TASK TO COMPLETE — Only one stretch of the records below should be repeated. It starts with the line containing "Target: chrome faucet" and goes on through the line containing "Kindly point to the building outside", exactly as written.

STORED DATA —
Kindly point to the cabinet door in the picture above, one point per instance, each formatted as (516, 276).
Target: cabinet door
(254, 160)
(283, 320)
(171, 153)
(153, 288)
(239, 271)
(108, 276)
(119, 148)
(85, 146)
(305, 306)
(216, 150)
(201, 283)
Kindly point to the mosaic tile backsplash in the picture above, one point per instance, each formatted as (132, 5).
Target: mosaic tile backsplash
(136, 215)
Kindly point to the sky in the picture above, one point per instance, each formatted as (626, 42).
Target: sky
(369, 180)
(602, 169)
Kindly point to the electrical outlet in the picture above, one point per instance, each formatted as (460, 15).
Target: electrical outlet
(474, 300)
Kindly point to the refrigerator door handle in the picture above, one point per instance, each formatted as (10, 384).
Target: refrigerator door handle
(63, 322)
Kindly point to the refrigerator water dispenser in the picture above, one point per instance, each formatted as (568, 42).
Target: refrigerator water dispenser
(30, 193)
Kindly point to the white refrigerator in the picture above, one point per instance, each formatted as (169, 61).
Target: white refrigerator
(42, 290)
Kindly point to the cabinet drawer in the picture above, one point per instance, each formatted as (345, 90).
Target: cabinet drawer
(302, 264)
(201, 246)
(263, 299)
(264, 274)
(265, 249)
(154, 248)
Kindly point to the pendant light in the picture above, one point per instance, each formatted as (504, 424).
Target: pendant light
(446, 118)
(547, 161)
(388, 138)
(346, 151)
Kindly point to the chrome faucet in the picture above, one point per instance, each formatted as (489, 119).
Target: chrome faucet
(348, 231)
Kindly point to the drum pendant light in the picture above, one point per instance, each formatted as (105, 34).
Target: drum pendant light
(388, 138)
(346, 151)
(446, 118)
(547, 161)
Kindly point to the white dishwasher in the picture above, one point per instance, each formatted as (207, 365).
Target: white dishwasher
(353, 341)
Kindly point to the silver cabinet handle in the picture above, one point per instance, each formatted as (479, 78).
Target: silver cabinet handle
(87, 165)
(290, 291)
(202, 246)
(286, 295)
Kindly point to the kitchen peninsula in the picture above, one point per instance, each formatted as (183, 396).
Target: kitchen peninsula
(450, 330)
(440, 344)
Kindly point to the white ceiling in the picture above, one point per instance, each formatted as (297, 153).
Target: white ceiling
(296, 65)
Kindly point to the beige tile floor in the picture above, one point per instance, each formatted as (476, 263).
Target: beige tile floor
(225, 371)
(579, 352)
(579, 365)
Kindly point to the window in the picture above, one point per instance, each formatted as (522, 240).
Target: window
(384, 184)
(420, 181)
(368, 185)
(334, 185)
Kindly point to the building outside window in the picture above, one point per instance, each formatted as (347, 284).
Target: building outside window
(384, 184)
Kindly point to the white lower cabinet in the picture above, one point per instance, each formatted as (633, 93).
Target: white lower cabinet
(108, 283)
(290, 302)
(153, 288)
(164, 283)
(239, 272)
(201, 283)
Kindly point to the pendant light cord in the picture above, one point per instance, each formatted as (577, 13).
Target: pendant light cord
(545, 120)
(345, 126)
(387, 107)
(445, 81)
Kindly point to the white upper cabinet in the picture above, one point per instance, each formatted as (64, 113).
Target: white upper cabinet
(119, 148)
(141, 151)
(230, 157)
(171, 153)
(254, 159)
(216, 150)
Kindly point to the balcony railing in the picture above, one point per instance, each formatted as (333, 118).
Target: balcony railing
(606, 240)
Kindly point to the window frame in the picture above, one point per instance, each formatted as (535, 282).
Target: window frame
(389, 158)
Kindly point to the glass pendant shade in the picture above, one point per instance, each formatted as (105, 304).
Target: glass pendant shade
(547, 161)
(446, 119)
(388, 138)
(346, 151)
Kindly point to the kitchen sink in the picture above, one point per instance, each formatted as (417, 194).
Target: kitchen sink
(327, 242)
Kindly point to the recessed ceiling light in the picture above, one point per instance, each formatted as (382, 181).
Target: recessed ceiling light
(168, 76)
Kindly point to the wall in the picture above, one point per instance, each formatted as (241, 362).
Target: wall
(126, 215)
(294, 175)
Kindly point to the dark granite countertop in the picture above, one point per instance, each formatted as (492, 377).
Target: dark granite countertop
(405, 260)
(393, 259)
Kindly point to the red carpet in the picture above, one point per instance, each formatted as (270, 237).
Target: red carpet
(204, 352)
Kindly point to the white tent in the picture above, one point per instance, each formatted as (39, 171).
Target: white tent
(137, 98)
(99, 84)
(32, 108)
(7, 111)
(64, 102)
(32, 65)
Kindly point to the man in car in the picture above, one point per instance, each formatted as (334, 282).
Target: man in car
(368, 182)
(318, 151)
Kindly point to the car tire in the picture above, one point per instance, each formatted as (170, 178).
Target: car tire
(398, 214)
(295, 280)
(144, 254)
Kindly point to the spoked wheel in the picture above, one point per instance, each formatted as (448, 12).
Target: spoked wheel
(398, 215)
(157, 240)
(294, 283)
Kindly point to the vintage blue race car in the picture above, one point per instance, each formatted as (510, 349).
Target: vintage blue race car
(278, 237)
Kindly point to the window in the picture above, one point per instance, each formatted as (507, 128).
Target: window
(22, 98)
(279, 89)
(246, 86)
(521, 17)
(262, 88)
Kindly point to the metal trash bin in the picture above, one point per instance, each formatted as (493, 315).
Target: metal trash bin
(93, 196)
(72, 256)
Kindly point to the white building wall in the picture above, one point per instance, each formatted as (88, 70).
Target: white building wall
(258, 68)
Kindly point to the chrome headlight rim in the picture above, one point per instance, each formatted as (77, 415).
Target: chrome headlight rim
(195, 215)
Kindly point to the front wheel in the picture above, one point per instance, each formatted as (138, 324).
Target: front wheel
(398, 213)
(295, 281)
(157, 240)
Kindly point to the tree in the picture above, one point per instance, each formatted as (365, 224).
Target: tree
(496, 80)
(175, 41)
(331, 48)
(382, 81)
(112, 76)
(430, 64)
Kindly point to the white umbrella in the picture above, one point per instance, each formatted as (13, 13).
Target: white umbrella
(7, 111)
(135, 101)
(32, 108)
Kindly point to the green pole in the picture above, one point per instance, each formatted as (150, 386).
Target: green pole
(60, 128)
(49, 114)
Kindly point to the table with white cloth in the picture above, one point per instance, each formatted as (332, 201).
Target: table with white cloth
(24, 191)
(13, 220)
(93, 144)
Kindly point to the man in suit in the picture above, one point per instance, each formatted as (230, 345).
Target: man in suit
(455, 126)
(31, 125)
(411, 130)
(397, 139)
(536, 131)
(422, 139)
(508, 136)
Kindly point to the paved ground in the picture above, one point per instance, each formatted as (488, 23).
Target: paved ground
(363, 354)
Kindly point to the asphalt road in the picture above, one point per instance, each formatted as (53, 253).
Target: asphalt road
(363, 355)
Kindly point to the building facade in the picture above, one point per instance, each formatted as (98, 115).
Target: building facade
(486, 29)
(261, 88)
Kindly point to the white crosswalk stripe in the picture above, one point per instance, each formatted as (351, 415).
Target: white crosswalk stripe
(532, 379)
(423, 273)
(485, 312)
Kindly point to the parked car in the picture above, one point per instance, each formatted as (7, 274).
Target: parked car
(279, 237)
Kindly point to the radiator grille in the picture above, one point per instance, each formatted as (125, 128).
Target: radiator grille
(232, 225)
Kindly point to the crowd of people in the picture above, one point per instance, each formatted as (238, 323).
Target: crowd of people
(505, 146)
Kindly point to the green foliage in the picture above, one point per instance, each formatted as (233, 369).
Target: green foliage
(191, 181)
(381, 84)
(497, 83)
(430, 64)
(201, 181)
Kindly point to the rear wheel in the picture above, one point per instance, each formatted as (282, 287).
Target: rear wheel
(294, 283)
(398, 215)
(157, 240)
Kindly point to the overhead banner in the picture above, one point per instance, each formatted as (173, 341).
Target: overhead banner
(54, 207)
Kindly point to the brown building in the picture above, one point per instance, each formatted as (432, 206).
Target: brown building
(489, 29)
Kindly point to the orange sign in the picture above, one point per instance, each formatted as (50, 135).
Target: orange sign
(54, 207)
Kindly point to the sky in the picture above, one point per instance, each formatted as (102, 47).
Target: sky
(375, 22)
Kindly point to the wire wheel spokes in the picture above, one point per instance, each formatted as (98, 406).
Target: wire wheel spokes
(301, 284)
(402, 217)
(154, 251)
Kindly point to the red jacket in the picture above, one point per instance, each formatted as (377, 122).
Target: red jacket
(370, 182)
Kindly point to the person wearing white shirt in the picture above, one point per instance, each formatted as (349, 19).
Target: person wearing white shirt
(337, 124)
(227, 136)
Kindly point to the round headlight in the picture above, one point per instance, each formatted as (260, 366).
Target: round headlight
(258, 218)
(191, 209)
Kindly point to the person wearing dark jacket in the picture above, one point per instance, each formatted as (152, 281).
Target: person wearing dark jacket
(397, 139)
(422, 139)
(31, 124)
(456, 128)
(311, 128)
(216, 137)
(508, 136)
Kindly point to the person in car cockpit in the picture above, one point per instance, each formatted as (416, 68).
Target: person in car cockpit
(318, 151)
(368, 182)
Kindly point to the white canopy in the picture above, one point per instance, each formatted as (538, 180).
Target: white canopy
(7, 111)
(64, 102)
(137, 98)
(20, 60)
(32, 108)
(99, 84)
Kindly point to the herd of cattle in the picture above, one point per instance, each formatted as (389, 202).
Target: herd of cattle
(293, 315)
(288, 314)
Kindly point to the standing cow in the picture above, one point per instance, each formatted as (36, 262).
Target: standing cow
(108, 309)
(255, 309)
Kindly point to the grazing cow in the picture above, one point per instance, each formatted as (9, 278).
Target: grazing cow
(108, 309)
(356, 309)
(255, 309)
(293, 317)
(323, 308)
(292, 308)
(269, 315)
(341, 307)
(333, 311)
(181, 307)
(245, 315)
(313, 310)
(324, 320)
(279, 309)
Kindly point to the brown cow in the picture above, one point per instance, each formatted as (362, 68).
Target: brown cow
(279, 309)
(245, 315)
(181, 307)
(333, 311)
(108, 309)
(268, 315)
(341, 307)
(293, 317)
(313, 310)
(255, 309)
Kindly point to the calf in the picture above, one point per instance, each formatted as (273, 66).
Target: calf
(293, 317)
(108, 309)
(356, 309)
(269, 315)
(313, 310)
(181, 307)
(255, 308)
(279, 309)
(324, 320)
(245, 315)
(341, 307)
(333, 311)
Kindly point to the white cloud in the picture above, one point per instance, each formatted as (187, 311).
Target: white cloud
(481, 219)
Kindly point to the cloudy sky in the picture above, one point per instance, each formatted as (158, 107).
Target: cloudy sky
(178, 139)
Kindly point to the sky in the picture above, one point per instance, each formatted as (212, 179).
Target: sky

RESULT —
Target: chrome faucet
(348, 231)
Kindly point to the drum pendant light in the picture above, one point per instance, each formatted as (105, 34).
Target: drum pendant light
(388, 138)
(346, 151)
(446, 118)
(547, 161)
Kindly point to the white dishwasher in the picture above, one point per instance, each formatted as (207, 365).
Target: white dishwasher
(353, 341)
Kindly point to the silver cabinet handle in the picture above, one point per instance, each formatted as (479, 78).
Target: silver cabinet handle
(87, 165)
(290, 291)
(202, 246)
(286, 295)
Kindly point to the kitchen peninsula in the picture above, one point per instance, each formatted as (183, 396).
Target: kitchen peninsula
(450, 330)
(440, 344)
Kindly point to the white ceiling in the picture above, one point per instance, each formatted as (297, 153).
Target: white ceiling
(296, 65)
Kindly point to the beige tile floor in the picture above, one point per instance, each formatted as (476, 263).
Target: beige tile floor
(225, 371)
(579, 352)
(579, 365)
Kindly point to the window in the picture above, one point per instance, each formatted as (522, 240).
Target: window
(384, 184)
(420, 181)
(368, 185)
(334, 185)
Kindly point to the building outside window in the picture above, one point per instance, each formatted as (347, 284).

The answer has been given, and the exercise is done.